[Challenge]:
Please rewrite the records below, swapping every "marker" for "point" and leaving everything else unchanged.

[Data rows]:
☆ ☆ ☆ ☆ ☆

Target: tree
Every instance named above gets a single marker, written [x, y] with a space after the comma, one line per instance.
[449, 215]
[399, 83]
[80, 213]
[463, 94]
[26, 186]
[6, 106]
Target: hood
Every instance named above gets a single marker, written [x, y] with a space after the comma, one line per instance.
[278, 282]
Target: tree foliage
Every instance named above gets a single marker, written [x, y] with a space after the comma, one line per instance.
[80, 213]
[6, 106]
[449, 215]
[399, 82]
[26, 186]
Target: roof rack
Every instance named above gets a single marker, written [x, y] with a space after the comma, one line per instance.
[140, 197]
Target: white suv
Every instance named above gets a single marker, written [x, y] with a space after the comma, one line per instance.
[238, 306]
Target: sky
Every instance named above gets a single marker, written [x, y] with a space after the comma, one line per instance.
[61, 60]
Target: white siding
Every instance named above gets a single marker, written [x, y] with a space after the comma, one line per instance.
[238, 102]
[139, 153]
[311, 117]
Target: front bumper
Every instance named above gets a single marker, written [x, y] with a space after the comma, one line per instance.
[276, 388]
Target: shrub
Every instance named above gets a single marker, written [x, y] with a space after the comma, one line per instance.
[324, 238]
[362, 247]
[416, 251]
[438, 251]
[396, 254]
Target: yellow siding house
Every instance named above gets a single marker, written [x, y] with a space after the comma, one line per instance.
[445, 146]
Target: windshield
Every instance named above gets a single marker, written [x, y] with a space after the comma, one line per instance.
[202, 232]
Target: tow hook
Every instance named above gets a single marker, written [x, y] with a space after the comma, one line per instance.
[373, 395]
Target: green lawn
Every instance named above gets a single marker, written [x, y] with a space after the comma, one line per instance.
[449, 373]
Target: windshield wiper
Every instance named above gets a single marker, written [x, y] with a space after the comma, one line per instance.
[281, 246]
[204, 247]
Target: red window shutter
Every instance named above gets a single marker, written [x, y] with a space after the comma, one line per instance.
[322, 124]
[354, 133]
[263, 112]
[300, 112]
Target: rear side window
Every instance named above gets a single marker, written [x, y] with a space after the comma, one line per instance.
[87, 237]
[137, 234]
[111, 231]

☆ ☆ ☆ ☆ ☆

[Written response]:
Target: tree
Every instance named above gets a single point, written [x, y] with a space after the comma, one line per instance.
[449, 215]
[399, 83]
[80, 213]
[463, 94]
[26, 186]
[6, 106]
Target: hood
Every instance named above gets a single point, written [x, y] with a space after the comma, one line per instance.
[278, 282]
Target: tree foliage
Every instance named above gets a single point, written [x, y] with a space after the comma, one line per instance.
[80, 213]
[6, 106]
[449, 215]
[399, 82]
[26, 186]
Target: roof rack
Every instance named above gets a single point, written [x, y] with a space after the comma, one line per instance.
[140, 197]
Target: white suv
Every instance named above gets a single point, written [x, y] with a space after the comma, one line per instance.
[238, 306]
Target: sky
Every instance named above gets a single point, written [x, y] with a space after the comma, one line per instance.
[61, 60]
Target: white siding
Every instance named above gets a single point, written [x, y] with a space after the comma, one line per instance.
[238, 102]
[139, 153]
[311, 117]
Target: front bumper
Every instance named above gets a single point, written [x, y] with a space after the comma, one line per instance.
[276, 388]
Target: shrub
Every instance named above gets a single point, written [x, y] with a space after the comma, one line per instance.
[324, 238]
[362, 247]
[416, 251]
[438, 251]
[396, 254]
Target: yellow siding house
Every instance named above gets a single point, written [x, y] with a space after the comma, one line per instance.
[445, 146]
Target: windshield
Every instance named above gets a single point, written [x, y] with a space after the comma, one line per instance.
[202, 232]
Target: tow hook
Every instance named above gets a single point, written [x, y] with a space after the comma, one line per instance.
[373, 395]
Target: green lawn
Every instance named above gets a single point, written [x, y] with a space after the comma, one line per instance.
[449, 373]
Target: windshield wiper
Every instance named above gets a single point, written [x, y] with a space after the comma, one line per instance.
[281, 246]
[204, 247]
Target: red window shutter
Every instance named above gets a single point, written [x, y] with a space after the comma, one line per instance.
[322, 124]
[354, 133]
[263, 112]
[300, 112]
Target: rear side window
Every instance named above gets a single point, written [x, y] with a space after the comma, one line per instance.
[87, 237]
[137, 234]
[111, 231]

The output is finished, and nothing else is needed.